- [What to do] Copy the article about Creadon between "Creadon has donated" and "a party, either.", inclusive, substituting "farewell presents" for "retirement gifts".

- [Source document]

Before college, Creadon was advised to start running to get in shape for marching up and down a football field. He started jogging in his driveway and graduated to running in his cul-de-sac. Decades later, he has competed in more than 50 marathons. His best time: 3 hours, 12 minutes, 50 seconds. A fixture at the annual Army Ten-Milers, Creadon also completed a 5K, 10K, half marathon and marathon —  48-plus miles in all — over four consecutive days at Walt Disney World in 2015.

“I’m kind of a nuts runner,” he admits.

The next year, Creadon was back at Disney World to perform with the Fife and Drum Corps when Prince Harry hosted his Invictus Games for wounded warriors.  

When not putting on shows — or running — Creadon composes music, teaches at a community college and keeps a hand in audio engineering, video editing and photography. He works part-time photographing newborns and their families before they leave the hospital.

Music will remain an integral part of his life — teaching, composing and playing. He has played with the Alexandria-based Virginia Grand Military Band, composed of former members of Army, Navy, Air Force and Marine bands, and is considering an encore with the orchestra.

His many passions portend an active retirement. “Maybe I'll do several different part-time things,” he says, noting he’s pleased at the prospect of a military pension, although calling it quits will means a drop in income compared to the pay of a sergeant first class with 26 years in.

In retirement, will be missed

The corps will miss his bad “dad jokes” and upbeat, generous spirit, says Sgt. 1st Class Erin McHale, a fifer who doubles as the corps’ public affairs officer.

“He had such a good attitude,” McHale, 30, says. “He had the ability to kind of like knock you out of your headspace if you were in … a bad headspace.”

“He is possibly,” she adds, “the most philanthropic person I know.”

Creadon has donated blood, platelets or plasma 298 times. He is helping with a virtual fundraiser for a children’s hospital and urges donations, not retirement gifts. He doesn’t want a party, either.

Downsizing is one reason he’s discouraging gifts. He and his wife plan to sell their condo and have a tiny house built on five acres they own along the Potomac River. A tiny house in Maryland means he won’t be far from the Fife and Drum Corps, a tight-knit group whose personnel grow close since they aren’t subject to back-to-back relocations like other troops.

“We've got our rank and everything,” he says of the corps, “but we tend to be a little bit more a family.”

- [Material supplied]
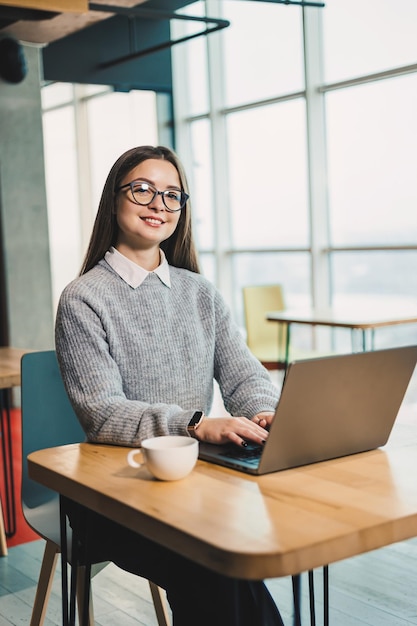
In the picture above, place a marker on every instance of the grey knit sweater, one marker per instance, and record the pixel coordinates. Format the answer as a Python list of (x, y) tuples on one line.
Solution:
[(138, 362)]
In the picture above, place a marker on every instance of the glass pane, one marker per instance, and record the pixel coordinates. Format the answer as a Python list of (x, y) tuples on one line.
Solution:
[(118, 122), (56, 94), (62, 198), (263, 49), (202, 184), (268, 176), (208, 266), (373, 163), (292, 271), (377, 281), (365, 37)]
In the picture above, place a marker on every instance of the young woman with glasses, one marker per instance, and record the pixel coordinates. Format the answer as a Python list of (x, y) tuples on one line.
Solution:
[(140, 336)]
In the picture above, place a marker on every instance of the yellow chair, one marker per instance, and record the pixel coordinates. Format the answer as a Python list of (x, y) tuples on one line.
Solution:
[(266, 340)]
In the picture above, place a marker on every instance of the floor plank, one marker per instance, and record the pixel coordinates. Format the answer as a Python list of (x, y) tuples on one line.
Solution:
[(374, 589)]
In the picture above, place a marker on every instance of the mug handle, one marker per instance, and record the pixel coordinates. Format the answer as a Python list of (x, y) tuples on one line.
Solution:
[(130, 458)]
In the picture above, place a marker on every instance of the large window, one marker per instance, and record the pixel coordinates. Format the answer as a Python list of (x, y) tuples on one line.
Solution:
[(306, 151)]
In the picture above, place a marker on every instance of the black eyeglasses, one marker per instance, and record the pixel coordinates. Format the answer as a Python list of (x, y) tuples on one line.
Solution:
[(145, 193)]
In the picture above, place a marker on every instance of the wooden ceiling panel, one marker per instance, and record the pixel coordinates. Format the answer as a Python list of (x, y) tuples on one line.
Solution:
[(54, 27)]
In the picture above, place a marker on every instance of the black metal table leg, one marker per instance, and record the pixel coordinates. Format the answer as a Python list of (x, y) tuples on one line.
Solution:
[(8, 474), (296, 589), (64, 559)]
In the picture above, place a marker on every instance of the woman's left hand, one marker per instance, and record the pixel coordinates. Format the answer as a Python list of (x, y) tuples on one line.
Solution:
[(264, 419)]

- [Answer box]
Creadon has donated blood, platelets or plasma 298 times. He is helping with a virtual fundraiser for a children’s hospital and urges donations, not farewell presents. He doesn’t want a party, either.